▸ WHAT YOU ARE ASKED TO DO
Output every line of the data exactly as it appears.

Begin RECORD EXTRACTS

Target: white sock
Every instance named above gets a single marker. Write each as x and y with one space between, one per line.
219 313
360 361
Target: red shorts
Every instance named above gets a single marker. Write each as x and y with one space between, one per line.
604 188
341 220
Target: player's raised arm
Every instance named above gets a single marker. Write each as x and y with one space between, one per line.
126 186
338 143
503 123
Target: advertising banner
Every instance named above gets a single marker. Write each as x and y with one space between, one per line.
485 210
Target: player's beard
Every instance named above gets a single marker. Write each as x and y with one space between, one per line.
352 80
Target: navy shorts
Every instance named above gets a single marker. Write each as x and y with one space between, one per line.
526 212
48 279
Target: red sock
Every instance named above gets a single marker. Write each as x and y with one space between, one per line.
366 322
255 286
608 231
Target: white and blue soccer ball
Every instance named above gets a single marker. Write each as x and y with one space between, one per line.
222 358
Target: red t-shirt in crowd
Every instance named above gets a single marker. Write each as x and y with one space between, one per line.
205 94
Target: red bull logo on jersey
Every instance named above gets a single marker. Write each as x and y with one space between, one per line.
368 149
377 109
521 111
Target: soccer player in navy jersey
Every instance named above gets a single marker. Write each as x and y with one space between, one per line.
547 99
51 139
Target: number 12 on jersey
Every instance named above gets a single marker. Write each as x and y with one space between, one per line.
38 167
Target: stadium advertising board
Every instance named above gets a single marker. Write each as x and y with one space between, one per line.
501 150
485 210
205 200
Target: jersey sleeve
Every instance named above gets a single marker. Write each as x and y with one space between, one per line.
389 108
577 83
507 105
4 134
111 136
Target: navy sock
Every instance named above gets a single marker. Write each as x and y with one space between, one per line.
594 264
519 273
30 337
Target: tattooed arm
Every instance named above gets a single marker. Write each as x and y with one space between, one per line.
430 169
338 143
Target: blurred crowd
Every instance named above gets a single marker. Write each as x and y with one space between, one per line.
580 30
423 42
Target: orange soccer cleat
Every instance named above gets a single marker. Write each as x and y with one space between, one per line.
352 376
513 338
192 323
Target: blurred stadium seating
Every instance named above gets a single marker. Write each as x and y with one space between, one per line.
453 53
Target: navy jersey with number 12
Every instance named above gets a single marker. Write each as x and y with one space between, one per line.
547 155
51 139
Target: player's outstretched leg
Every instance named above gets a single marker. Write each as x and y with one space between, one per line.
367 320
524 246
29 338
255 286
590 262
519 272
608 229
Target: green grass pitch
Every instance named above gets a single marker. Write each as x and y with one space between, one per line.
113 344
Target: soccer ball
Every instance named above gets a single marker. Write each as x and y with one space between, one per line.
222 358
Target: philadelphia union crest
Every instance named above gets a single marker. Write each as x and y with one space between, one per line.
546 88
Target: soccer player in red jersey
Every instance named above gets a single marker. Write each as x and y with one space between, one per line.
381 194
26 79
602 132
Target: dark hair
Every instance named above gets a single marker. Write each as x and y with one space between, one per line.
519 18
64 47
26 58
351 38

End RECORD EXTRACTS

▸ RESPONSE TO THIS EXERCISE
Target: white sock
Every instance named above gets a single marker. Write each as x and y with one space between, one per line.
219 313
360 361
Target: red shorts
Every instance named above gets a single marker. Write each as x and y with one space between, one per line.
604 188
341 220
Target: player's raised arm
Every instance named above gets a single marker. Write each as x and y with one space between, one per line.
126 186
338 143
503 123
Target: advertising banner
Every instance named above gets a single marker. Write each as x and y with one space between, one per line.
485 210
Target: player's beard
Every instance named above gets a single marker. Write each as x and y with one space between, one per line.
352 80
Target: navy shorts
Every instance named above gets a single marker. Write each as x and y with one space between, one per line.
526 212
48 279
Target: red sock
Every instance named above gets a single marker. Write each as x and y with one space between, one per line.
366 322
255 286
608 231
Target: white and blue soccer ball
Every instance named above gets a single marker. Write each as x and y with one space between, one per line.
222 358
Target: red t-shirt in crowd
Every instance named above gets a single marker. Write each as x and y with one space between, one per line.
205 94
Target: red bull logo on jersey
Every instance named above gets a single marker. Write each as x and y with one space between, one per line.
368 149
377 109
521 111
Target: soccer player in navy jersey
Every instance named above gets a single marker. Write each as x and y with one space between, one per line.
547 99
51 139
Target: number 12 on jersey
Every instance named above gets a single marker. Write each as x and y with one space between, one per line.
38 167
Target: stadium advertising board
Every instance named above gets a single marker. Write each as x and y with one space between, one per line.
501 150
485 210
205 200
Target: jersey sleeve
Every instance named above gets a single marker. Write each as x and y with one space between, one per line.
389 108
577 83
507 105
4 134
111 136
Target: navy sock
Every instance named above gets a single marker. Write each as x and y with one space between, one per line.
594 264
519 273
30 337
Target: tattooed arm
Every instance named above gets a single marker. Write each as x and y with one space between, one per line.
430 169
338 143
Target: blurred crowd
Every instance named above gets a single marker. Write each as x and y with one space between, one per line.
580 30
423 42
Target: orange soccer cleat
Every instance named above gets a single marker. Write each as x and y with one space between, one per line.
352 376
513 338
192 323
Target: blurred stadium seating
Every instance named above gets a single marker. Write each as x and y with one space between, one per line.
453 53
Target: navy jersey with number 12
Every instance named above gets a single marker. Write each as x and y with one space between, one per line.
547 155
51 139
Target: player's outstretched leg
Every instance named above gets a single marker. Write each as x and y with one space between, one per line.
367 320
524 246
29 338
255 286
590 262
519 272
608 229
Target: green grass pitch
Every instance named above gets a single marker. Write each as x and y with one space between, one per line.
113 344
Target: soccer ball
Every instance named above gets a single marker. Write each as x and y with one space between, one per line.
222 358
Target: philadelphia union crest
Every instance named above gets a single marker. Write each as x and y with one space between, one per line.
546 88
Target: soccer player in red jersey
Every instance named above gets a single marker. Write each as x and y with one space between, one per line.
381 194
26 79
602 132
Target: dark hair
Every instance named above gets a single marker. Write each as x and y with one space between, one per line.
519 18
64 47
26 58
351 38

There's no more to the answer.